* REQUEST:
Pull out every line of the entries below that contains the word "shirt", treating uppercase and lowercase as different.

Records from a data source
###
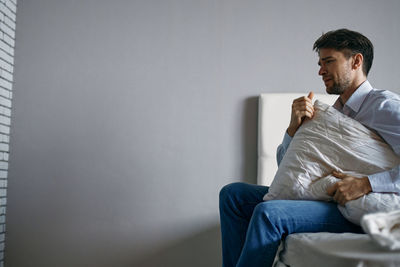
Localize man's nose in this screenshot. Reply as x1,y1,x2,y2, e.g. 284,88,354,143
318,66,326,76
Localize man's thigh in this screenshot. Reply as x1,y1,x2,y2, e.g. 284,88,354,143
252,200,362,234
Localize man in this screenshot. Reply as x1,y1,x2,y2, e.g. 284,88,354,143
220,29,400,267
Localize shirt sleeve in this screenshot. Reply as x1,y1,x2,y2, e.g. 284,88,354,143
368,166,400,193
276,132,292,166
368,95,400,193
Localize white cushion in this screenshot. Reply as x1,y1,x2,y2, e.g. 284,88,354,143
257,93,337,186
264,101,400,224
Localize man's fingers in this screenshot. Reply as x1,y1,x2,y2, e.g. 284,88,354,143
326,183,338,196
332,171,347,179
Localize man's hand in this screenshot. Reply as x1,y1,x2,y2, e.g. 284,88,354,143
326,171,372,206
287,92,314,137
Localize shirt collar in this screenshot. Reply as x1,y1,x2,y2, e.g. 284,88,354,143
###
* EXERCISE RESPONSE:
Localize shirt sleeve in this screenshot. Reply as x1,y1,x2,y2, e.g. 284,88,354,143
Localize shirt collar in this screenshot. Reply as x1,y1,x2,y2, e.g. 284,88,354,143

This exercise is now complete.